* _Task brief_: Reproduce only the lines of the rows that begin at the line containing "Please drop a marker on every instance of the cat's" and stop after the line containing "<point>31,121</point>", switching "tail" to "whiskers" and leaving everything else unchanged.

—————

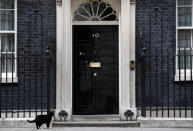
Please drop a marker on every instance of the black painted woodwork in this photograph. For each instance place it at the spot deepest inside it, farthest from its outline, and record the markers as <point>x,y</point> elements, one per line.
<point>95,95</point>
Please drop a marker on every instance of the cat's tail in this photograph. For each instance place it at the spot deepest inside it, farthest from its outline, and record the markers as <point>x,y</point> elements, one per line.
<point>31,121</point>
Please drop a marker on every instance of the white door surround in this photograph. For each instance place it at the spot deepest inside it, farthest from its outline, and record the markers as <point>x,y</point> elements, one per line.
<point>126,54</point>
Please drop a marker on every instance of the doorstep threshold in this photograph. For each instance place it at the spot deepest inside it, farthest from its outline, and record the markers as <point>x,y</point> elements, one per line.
<point>96,124</point>
<point>95,118</point>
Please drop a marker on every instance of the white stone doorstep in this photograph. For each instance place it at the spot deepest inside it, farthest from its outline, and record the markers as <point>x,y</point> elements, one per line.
<point>16,123</point>
<point>165,122</point>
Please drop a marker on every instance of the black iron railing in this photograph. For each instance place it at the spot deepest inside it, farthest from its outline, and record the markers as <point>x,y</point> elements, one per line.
<point>166,87</point>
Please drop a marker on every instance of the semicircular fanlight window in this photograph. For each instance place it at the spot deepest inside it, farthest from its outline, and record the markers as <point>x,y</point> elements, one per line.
<point>95,10</point>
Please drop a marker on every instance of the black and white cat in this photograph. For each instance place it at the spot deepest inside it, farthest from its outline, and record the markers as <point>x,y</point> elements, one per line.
<point>129,114</point>
<point>42,119</point>
<point>63,114</point>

—————

* _Reply to the task_:
Please drop a marker on every instance of the cat's whiskers in this photograph. For each instance place it at the spot deepest inside it, farthest from its outline, and record the markers as <point>x,y</point> elements, one per line.
<point>31,121</point>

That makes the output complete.